-- start Record set --

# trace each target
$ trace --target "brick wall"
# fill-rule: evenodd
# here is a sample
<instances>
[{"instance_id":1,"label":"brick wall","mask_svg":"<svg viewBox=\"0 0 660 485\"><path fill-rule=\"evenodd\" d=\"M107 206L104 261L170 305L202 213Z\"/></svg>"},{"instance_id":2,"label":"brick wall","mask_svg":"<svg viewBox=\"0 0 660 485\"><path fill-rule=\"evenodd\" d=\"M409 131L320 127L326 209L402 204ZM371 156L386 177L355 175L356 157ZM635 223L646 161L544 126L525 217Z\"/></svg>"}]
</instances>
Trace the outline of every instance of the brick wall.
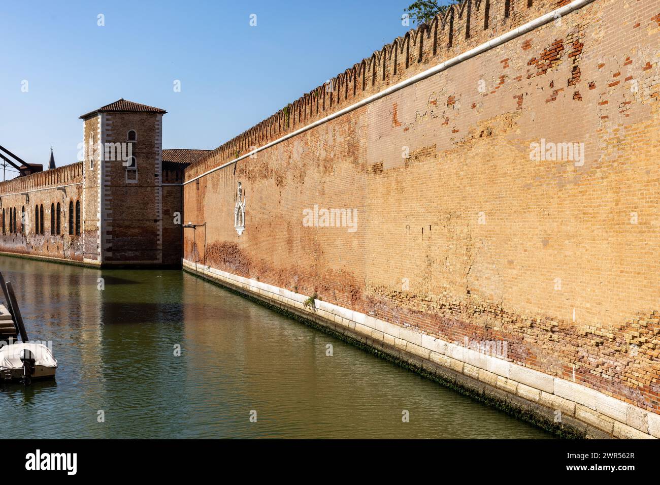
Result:
<instances>
[{"instance_id":1,"label":"brick wall","mask_svg":"<svg viewBox=\"0 0 660 485\"><path fill-rule=\"evenodd\" d=\"M484 29L485 2L465 2L191 166L185 222L206 226L185 230L184 257L447 342L506 342L512 362L659 412L657 1L595 0L200 176L560 3L505 17L490 1ZM584 157L533 160L548 143ZM315 207L356 210L356 230L306 225Z\"/></svg>"},{"instance_id":2,"label":"brick wall","mask_svg":"<svg viewBox=\"0 0 660 485\"><path fill-rule=\"evenodd\" d=\"M0 183L0 251L82 261L82 237L75 234L75 203L82 201L82 163ZM69 203L74 210L74 231L69 234ZM57 231L59 204L59 234ZM41 210L43 207L43 234ZM35 227L35 209L39 224ZM9 210L16 211L16 224L10 230ZM24 216L22 212L24 210ZM0 220L0 224L1 224Z\"/></svg>"}]
</instances>

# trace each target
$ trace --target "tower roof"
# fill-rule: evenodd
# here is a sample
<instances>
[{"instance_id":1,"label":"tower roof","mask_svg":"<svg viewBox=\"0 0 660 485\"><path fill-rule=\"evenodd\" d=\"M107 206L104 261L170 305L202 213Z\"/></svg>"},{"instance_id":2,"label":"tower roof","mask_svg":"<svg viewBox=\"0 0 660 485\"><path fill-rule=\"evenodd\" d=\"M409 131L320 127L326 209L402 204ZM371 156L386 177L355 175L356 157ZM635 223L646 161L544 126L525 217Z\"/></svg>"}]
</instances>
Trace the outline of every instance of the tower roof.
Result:
<instances>
[{"instance_id":1,"label":"tower roof","mask_svg":"<svg viewBox=\"0 0 660 485\"><path fill-rule=\"evenodd\" d=\"M173 164L187 166L197 162L213 150L187 150L186 148L164 148L162 151L162 160Z\"/></svg>"},{"instance_id":2,"label":"tower roof","mask_svg":"<svg viewBox=\"0 0 660 485\"><path fill-rule=\"evenodd\" d=\"M121 99L117 100L114 103L106 104L105 106L101 106L98 110L86 113L80 117L81 119L84 119L97 113L108 113L112 112L121 113L159 113L160 114L167 113L166 111L161 110L160 108L148 106L146 104L141 104L140 103L129 101L122 98Z\"/></svg>"},{"instance_id":3,"label":"tower roof","mask_svg":"<svg viewBox=\"0 0 660 485\"><path fill-rule=\"evenodd\" d=\"M50 160L48 161L48 170L55 168L55 157L53 156L53 147L50 147Z\"/></svg>"}]
</instances>

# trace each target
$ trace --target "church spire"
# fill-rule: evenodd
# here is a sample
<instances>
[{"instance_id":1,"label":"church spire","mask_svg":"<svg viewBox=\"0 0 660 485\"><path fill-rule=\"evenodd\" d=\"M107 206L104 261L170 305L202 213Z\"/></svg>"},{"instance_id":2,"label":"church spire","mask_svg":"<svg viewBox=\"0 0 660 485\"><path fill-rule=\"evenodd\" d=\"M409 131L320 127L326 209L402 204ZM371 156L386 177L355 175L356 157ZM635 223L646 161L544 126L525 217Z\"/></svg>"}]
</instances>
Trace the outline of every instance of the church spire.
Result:
<instances>
[{"instance_id":1,"label":"church spire","mask_svg":"<svg viewBox=\"0 0 660 485\"><path fill-rule=\"evenodd\" d=\"M51 170L55 168L55 157L53 156L53 146L50 147L50 160L48 162L48 170Z\"/></svg>"}]
</instances>

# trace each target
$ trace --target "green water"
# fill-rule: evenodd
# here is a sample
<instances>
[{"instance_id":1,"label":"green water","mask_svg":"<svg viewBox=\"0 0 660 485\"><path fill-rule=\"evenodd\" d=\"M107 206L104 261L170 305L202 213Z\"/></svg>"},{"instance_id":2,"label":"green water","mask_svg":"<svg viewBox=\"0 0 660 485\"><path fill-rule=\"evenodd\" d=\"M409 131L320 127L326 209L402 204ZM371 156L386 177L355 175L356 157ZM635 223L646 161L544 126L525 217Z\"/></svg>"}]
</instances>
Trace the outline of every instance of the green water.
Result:
<instances>
[{"instance_id":1,"label":"green water","mask_svg":"<svg viewBox=\"0 0 660 485\"><path fill-rule=\"evenodd\" d=\"M59 364L0 387L2 437L552 437L182 271L0 270Z\"/></svg>"}]
</instances>

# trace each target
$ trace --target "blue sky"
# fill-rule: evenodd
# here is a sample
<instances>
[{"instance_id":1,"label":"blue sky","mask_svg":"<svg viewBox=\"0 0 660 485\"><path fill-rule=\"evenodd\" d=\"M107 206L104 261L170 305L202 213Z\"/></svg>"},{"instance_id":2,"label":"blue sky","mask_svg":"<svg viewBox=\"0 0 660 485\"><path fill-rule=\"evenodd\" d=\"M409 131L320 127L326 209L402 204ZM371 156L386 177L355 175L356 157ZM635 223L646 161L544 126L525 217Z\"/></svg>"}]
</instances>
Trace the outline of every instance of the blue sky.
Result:
<instances>
[{"instance_id":1,"label":"blue sky","mask_svg":"<svg viewBox=\"0 0 660 485\"><path fill-rule=\"evenodd\" d=\"M214 148L404 34L411 3L3 0L0 145L73 163L78 117L124 98L168 112L163 148Z\"/></svg>"}]
</instances>

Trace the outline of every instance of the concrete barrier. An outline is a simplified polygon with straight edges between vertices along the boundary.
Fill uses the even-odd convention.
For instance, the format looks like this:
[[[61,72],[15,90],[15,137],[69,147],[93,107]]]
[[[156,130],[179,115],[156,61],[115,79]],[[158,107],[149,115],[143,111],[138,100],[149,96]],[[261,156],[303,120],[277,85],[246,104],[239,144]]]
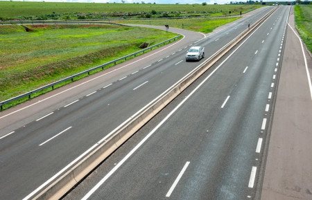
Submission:
[[[132,118],[128,119],[123,126],[115,129],[110,137],[101,143],[96,144],[96,147],[79,161],[77,161],[76,163],[73,164],[71,167],[64,172],[58,177],[56,177],[51,183],[47,184],[45,187],[33,194],[29,199],[58,199],[62,197],[193,82],[208,70],[222,56],[259,26],[277,8],[272,9],[266,16],[254,23],[250,29],[246,29],[200,64],[199,67],[167,89],[162,95],[137,113]]]

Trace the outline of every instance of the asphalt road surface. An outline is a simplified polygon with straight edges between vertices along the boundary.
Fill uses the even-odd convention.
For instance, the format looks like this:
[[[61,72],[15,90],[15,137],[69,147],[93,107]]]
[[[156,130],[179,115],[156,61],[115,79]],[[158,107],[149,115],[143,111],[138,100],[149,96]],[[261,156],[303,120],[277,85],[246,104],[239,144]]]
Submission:
[[[157,52],[150,52],[135,60],[125,62],[122,65],[116,66],[115,68],[90,76],[87,79],[74,82],[13,109],[1,112],[0,116],[0,174],[1,176],[0,195],[1,199],[21,199],[24,198],[24,199],[28,199],[28,194],[46,183],[47,180],[62,169],[67,167],[69,163],[85,152],[94,144],[103,139],[123,121],[202,63],[203,60],[200,62],[186,63],[184,62],[185,53],[190,46],[205,46],[206,57],[209,57],[245,30],[248,24],[252,24],[270,9],[272,8],[270,7],[261,9],[259,12],[256,12],[250,17],[240,20],[227,28],[220,31],[218,34],[199,41],[198,39],[202,38],[202,35],[182,30],[181,33],[185,36],[184,39],[176,42],[174,45],[165,46]],[[263,84],[260,84],[258,82],[253,83],[251,80],[268,81],[266,79],[268,78],[266,76],[266,78],[263,78],[265,77],[263,74],[270,74],[272,71],[268,69],[262,71],[264,70],[262,69],[262,64],[266,64],[266,66],[268,66],[273,60],[275,62],[277,59],[277,55],[274,51],[277,50],[275,48],[279,49],[279,46],[277,46],[278,45],[276,44],[281,42],[279,37],[282,35],[285,21],[282,20],[282,18],[286,17],[286,8],[279,8],[266,22],[265,24],[269,25],[263,24],[261,28],[259,28],[252,36],[253,39],[246,42],[246,43],[251,42],[249,44],[244,44],[244,46],[249,47],[245,48],[245,51],[239,55],[238,60],[231,62],[233,64],[235,64],[235,67],[230,67],[230,70],[224,66],[220,68],[220,69],[224,69],[223,71],[225,71],[225,74],[214,75],[214,79],[217,80],[217,82],[209,84],[208,87],[210,90],[212,90],[211,92],[217,96],[211,96],[211,92],[207,90],[207,95],[211,99],[209,100],[205,99],[206,104],[202,104],[202,107],[207,107],[207,109],[205,113],[209,116],[196,118],[195,116],[200,116],[202,113],[200,112],[198,114],[195,113],[195,110],[191,111],[191,107],[189,109],[189,111],[188,111],[184,114],[184,118],[182,121],[184,121],[184,125],[189,128],[194,127],[194,126],[203,128],[203,125],[198,122],[198,118],[202,119],[202,121],[205,121],[205,119],[210,119],[208,122],[205,122],[209,129],[212,132],[221,131],[220,129],[223,128],[221,127],[220,124],[218,126],[217,124],[225,120],[221,116],[227,116],[228,115],[225,111],[229,109],[229,112],[232,113],[231,119],[233,120],[225,123],[229,124],[229,129],[230,127],[234,129],[238,129],[239,122],[234,120],[237,117],[234,113],[237,112],[237,111],[234,111],[236,109],[227,104],[226,107],[220,109],[218,104],[222,103],[221,102],[227,96],[231,96],[229,104],[234,104],[238,109],[240,108],[239,113],[240,114],[239,117],[243,116],[243,113],[245,112],[243,109],[241,110],[241,102],[245,102],[245,105],[248,107],[251,107],[253,103],[250,105],[248,100],[235,100],[235,96],[237,94],[234,91],[236,91],[236,85],[241,82],[240,80],[242,73],[240,71],[245,71],[247,66],[249,66],[249,69],[246,69],[245,73],[250,71],[250,68],[252,68],[251,66],[252,61],[252,63],[255,62],[256,66],[261,65],[261,68],[256,70],[258,73],[251,73],[252,78],[248,79],[249,81],[247,83],[249,85],[248,87],[252,85],[256,87],[259,84],[260,87],[266,89],[266,86],[262,86]],[[279,14],[280,16],[279,16]],[[272,29],[268,28],[264,30],[261,30],[266,26],[270,26]],[[263,42],[261,43],[262,40],[260,40],[260,44],[258,44],[259,39],[263,40]],[[266,42],[264,42],[265,41]],[[258,44],[263,45],[263,48],[255,50]],[[272,44],[275,45],[271,46]],[[240,51],[237,51],[236,53],[239,53],[239,52]],[[250,55],[250,53],[252,56]],[[262,54],[263,55],[261,55]],[[236,57],[236,56],[232,57]],[[266,59],[263,60],[263,57]],[[247,60],[245,60],[245,58]],[[262,71],[261,75],[260,75],[260,71]],[[248,91],[245,89],[240,92],[243,93],[243,96],[247,96],[250,98],[257,97],[257,92],[256,94],[248,95],[246,92],[249,93]],[[198,100],[200,102],[202,100],[202,99]],[[256,99],[256,101],[258,100]],[[261,106],[264,104],[263,101],[263,100],[261,100],[260,106],[257,106],[260,107],[260,109],[263,109]],[[205,111],[202,109],[199,111],[200,110]],[[252,110],[251,112],[252,113],[256,111]],[[190,115],[187,115],[188,113],[190,113]],[[221,118],[218,118],[219,117]],[[257,117],[254,118],[258,119],[259,117],[259,116],[257,115]],[[191,119],[193,120],[193,122]],[[236,120],[243,119],[239,118]],[[187,122],[192,122],[193,125],[187,125]],[[177,126],[176,123],[175,126]],[[179,129],[185,128],[183,126],[180,127],[180,124],[178,127]],[[180,140],[182,143],[196,144],[196,139],[201,137],[200,131],[194,130],[194,133],[197,131],[198,131],[197,134],[200,135],[191,134],[193,139],[190,138],[189,141],[184,140],[182,142],[181,141],[182,138],[177,136],[173,138],[174,138],[173,140],[177,142]],[[207,134],[206,131],[205,133]],[[186,134],[190,134],[189,132]],[[207,136],[215,136],[214,134],[208,134]],[[221,136],[223,134],[220,134],[220,136]],[[223,135],[223,136],[236,138],[233,134],[229,136]],[[184,138],[185,139],[185,138]],[[216,139],[223,140],[221,138]],[[207,143],[211,143],[209,142],[211,139],[209,138],[203,138],[202,140]],[[254,142],[254,140],[256,139],[249,138],[248,140]],[[209,148],[207,149],[210,149],[212,147],[207,145],[207,143],[202,143],[202,145],[198,145],[198,148]],[[251,143],[250,145],[252,145],[253,143]],[[165,145],[173,147],[177,146],[177,144],[173,143]],[[180,151],[181,158],[180,162],[184,162],[183,160],[188,158],[189,154],[187,152],[200,153],[195,149],[183,151],[187,146],[189,147],[189,145],[177,147],[177,149],[181,150]],[[219,148],[223,149],[223,147],[220,146]],[[177,149],[175,151],[176,152]],[[173,149],[172,151],[173,152]],[[182,152],[185,154],[182,154]],[[205,152],[202,153],[202,156],[207,156]],[[144,153],[146,155],[148,154],[148,152]],[[220,152],[217,153],[217,155]],[[223,154],[221,154],[223,155]],[[198,156],[200,156],[199,154]],[[225,155],[223,156],[225,156]],[[166,157],[171,156],[172,155],[162,154],[162,158],[159,158],[164,161]],[[138,158],[138,159],[143,158]],[[216,159],[216,157],[212,159]],[[202,161],[204,161],[200,162]],[[250,163],[248,162],[249,164]],[[166,176],[171,179],[168,181],[168,184],[172,181],[173,176],[175,176],[176,170],[182,167],[175,162],[173,163],[174,163],[175,167],[172,169],[173,171],[170,173],[171,176]],[[172,165],[169,163],[164,164]],[[151,162],[150,165],[153,165]],[[193,167],[207,167],[208,170],[212,170],[214,168],[205,166],[205,165],[196,166],[196,163],[193,162],[189,165],[190,167],[193,166]],[[153,167],[156,167],[156,166]],[[234,167],[234,166],[229,166],[229,167]],[[196,172],[196,168],[193,169],[193,172]],[[203,168],[202,170],[204,170]],[[248,171],[250,170],[251,168],[248,169]],[[202,170],[199,170],[198,173],[205,172]],[[189,173],[189,170],[187,172]],[[155,174],[151,174],[150,175],[154,176]],[[194,177],[196,179],[193,181],[196,181],[196,177]],[[245,179],[245,178],[243,179]],[[201,179],[202,181],[204,181],[205,177],[202,176]],[[206,179],[205,181],[207,181]],[[220,184],[220,183],[218,185]],[[196,184],[196,185],[199,185],[199,184]],[[148,185],[146,185],[146,186]],[[164,185],[163,188],[166,188],[166,186],[168,185]],[[181,194],[184,194],[183,192],[185,191],[181,191]],[[147,195],[146,194],[144,195]],[[138,197],[141,197],[139,196],[141,194],[138,195]],[[150,193],[149,195],[153,196],[154,194]],[[157,194],[155,194],[155,195],[157,197]]]
[[[302,53],[299,34],[295,30],[292,8],[268,145],[263,200],[312,199],[312,59],[307,51]]]
[[[257,198],[290,8],[279,8],[64,199]]]

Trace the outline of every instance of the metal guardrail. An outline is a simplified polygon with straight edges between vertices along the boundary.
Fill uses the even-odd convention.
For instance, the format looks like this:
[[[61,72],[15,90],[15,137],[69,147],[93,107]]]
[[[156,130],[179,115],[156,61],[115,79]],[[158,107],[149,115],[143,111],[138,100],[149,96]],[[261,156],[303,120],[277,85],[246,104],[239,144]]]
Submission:
[[[67,169],[63,169],[64,172],[55,176],[53,180],[50,179],[49,182],[46,182],[46,184],[45,183],[44,185],[38,188],[35,192],[30,194],[27,197],[27,199],[56,199],[62,197],[69,190],[88,174],[92,169],[98,166],[102,161],[110,155],[151,118],[219,60],[223,55],[257,28],[275,10],[276,8],[273,9],[252,24],[250,28],[243,31],[198,68],[191,71],[162,94],[123,122],[109,134],[108,138],[105,140],[102,139],[94,145],[87,154],[86,153],[85,155],[78,157],[77,161],[73,163]]]
[[[150,47],[148,47],[148,48],[144,48],[144,49],[143,49],[143,50],[141,50],[141,51],[137,51],[137,52],[135,52],[135,53],[132,53],[132,54],[125,55],[125,56],[124,56],[124,57],[121,57],[121,58],[118,58],[118,59],[116,59],[116,60],[113,60],[113,61],[107,62],[107,63],[103,64],[101,64],[101,65],[100,65],[100,66],[98,66],[92,68],[92,69],[88,69],[88,70],[86,70],[86,71],[82,71],[82,72],[78,73],[77,73],[77,74],[75,74],[75,75],[71,75],[71,76],[65,78],[64,78],[64,79],[62,79],[62,80],[58,80],[58,81],[57,81],[57,82],[51,83],[51,84],[47,84],[47,85],[45,85],[45,86],[44,86],[44,87],[42,87],[38,88],[38,89],[35,89],[35,90],[31,91],[29,91],[29,92],[21,94],[21,95],[20,95],[20,96],[18,96],[12,98],[10,98],[10,99],[8,99],[8,100],[2,101],[2,102],[0,102],[0,107],[1,107],[0,111],[2,111],[2,110],[3,109],[3,105],[5,105],[5,104],[8,104],[8,103],[9,103],[9,102],[13,102],[13,101],[18,100],[19,100],[19,99],[21,99],[21,98],[22,98],[27,97],[27,96],[28,97],[28,100],[29,100],[29,99],[31,99],[31,95],[33,94],[33,93],[37,93],[37,92],[42,91],[43,91],[43,90],[44,90],[44,89],[48,89],[48,88],[50,88],[50,87],[51,87],[51,88],[52,88],[52,90],[53,90],[53,89],[54,89],[54,86],[55,86],[55,85],[57,85],[57,84],[58,84],[63,83],[63,82],[66,82],[66,81],[68,81],[68,80],[71,80],[71,82],[73,82],[73,78],[74,78],[78,77],[78,76],[80,76],[80,75],[84,75],[84,74],[86,74],[86,73],[87,73],[88,75],[89,75],[90,74],[90,72],[92,72],[92,71],[95,71],[95,70],[97,70],[97,69],[100,69],[100,68],[102,68],[102,70],[103,70],[103,69],[104,69],[104,67],[106,66],[108,66],[108,65],[112,64],[114,64],[114,65],[116,65],[116,63],[117,63],[118,62],[119,62],[119,61],[121,61],[121,60],[125,60],[125,60],[127,60],[127,58],[129,58],[129,57],[133,57],[133,56],[134,56],[134,57],[136,57],[137,55],[140,54],[140,53],[144,53],[145,51],[149,51],[149,50],[152,50],[152,48],[155,48],[155,47],[156,47],[156,46],[157,46],[157,47],[159,47],[159,46],[161,46],[161,45],[164,45],[166,42],[171,42],[173,41],[173,41],[175,41],[176,39],[178,39],[179,37],[181,37],[181,35],[176,36],[176,37],[173,37],[173,38],[167,39],[167,40],[166,40],[166,41],[164,41],[164,42],[160,42],[160,43],[158,43],[158,44],[155,44],[155,45],[153,45],[153,46],[150,46]]]

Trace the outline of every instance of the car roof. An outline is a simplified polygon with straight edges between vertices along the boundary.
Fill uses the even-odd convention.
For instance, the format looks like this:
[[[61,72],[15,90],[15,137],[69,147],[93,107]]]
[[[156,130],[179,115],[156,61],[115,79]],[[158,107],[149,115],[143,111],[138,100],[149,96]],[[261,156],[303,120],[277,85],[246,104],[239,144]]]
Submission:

-- end Record set --

Written task: Repeat exactly the lines starting at the line with "Trace the outline of every instance of the car" and ending with the final line of the entries. Include nothing else.

Response to this exercise:
Trace the outline of every instance of the car roof. An outline is a simplified polygon with straight edges between vertices along the boundary.
Fill uses the even-odd convention.
For instance, the format looks like this:
[[[61,72],[15,90],[15,137],[69,147],[93,107]]]
[[[156,130],[179,115],[156,61],[115,79]],[[158,107],[149,115],[143,111],[138,100],[149,96]],[[261,156],[303,120],[277,85],[246,104],[239,144]]]
Submission:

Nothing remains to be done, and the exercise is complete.